==== EXTRACT ====
Column I had to squash the rumours about Ger’s death on K2

Damien O’Brien is the brother-in-law of Irish climber Ger McDonnell, who died on the slopes of K2. Here he explains why he had to investigate the full story of Ger’s final climb.

Ger McDonnell was the first Irishman to conquer K2. But a few hours after his triumphant achievement in 2008, McDonnell died on the mountain. His death and the exact happenings that took place on the treacherous mountain have been shrouded in mystery.

Damien O’Brien, husband to McDonnell’s sister, has written a new book about his brother-in-law’s tragic death. Here he gives an insight into the man McDonnell was and what happened on that tragic expedition.

GER WAS A fantastic person. The glass was always half full with him – he was the kind of guy that when he walked into a room he lit it up with his fantastic smile. He was a brilliant character – he was kind and caring and that is something about him that will always stick out for me.

There are a couple of reasons I wanted to write his story. I wanted to get the truth out about what happened to Ger. There have been a lot of conflicting stories out there which have been upsetting for the family to read.  I always felt that it was very important to get the truth out and to clarify what Ger did on that expedition. I wanted to squash any rumours there were that he just walked away and left climbers behind.

Ger had a history of saving people on the mountains on different expeditions over the years – it would have been out of  character for him to do nothing.

Ger was an experienced climber. He had attempted to climb K2 before but had to be airlifted off the mountain due to a rock fall. It was always a goal for him to get to the summit of K2 – he always felt he was strong enough to do it. K2 is not the highest mountain in the world, but it is the most difficult.

‘In their minds they were still hoping that Ger might still be alive’

To investigate Ger’s story I travelled to Islamabad in Pakistan, where K2 is on the boarder between Pakistan and China. I travelled there shortly after Ger died. I spoke with nearly every one of the climbers that was on the mountain.

I think it was difficult for Ger’s older brother and my wife, who came with me on the trip. In their minds they were still hoping that Ger might still be alive. They had only got third-hand information at that stage – they didn’t know the facts. So they thought that maybe there could have been a chance that someone had gotten something wrong.

But when we sat down with the Sherpa that was on the mountain and when we heard about what he had seen and heard – we knew that it was confirmation enough that Ger was dead. We had to hear it first hand, because if we didn’t, it would always be in the back of our minds.

What was difficult for the family was walking through the airport when we were going home for the last time, knowing that this was probably the last airport that Ger would have walked through.
==== DATA SHOWN ====
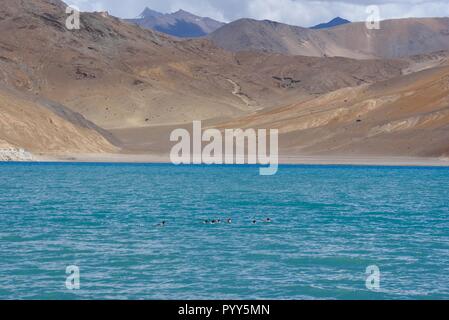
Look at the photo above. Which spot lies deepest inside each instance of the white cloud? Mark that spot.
(298, 12)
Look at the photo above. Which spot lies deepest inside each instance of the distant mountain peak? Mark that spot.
(338, 21)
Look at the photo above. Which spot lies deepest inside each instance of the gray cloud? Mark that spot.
(297, 12)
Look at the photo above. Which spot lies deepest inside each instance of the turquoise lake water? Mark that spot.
(329, 224)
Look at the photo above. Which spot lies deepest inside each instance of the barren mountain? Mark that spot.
(40, 126)
(407, 115)
(118, 75)
(394, 39)
(331, 24)
(181, 24)
(113, 84)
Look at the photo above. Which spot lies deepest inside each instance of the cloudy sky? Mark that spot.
(297, 12)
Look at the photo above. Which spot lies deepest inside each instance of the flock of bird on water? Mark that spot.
(218, 221)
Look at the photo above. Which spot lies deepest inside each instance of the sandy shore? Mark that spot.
(286, 159)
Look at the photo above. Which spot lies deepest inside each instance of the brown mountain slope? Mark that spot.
(404, 116)
(118, 75)
(396, 38)
(43, 127)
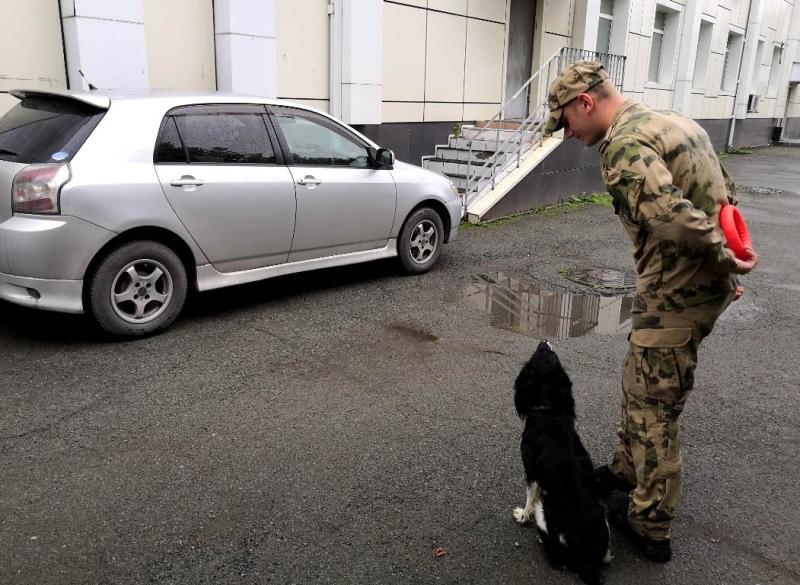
====
Answer these about the column on Ger McDonnell's death on K2:
(a) What forced Ger McDonnell to be airlifted off K2 on an earlier attempt?
(b) To which city did Damien O'Brien travel to investigate the story?
(c) Whose firsthand account gave the family confirmation that Ger was dead?

(a) A rock fall.
(b) Islamabad, in Pakistan.
(c) The Sherpa who was on the mountain.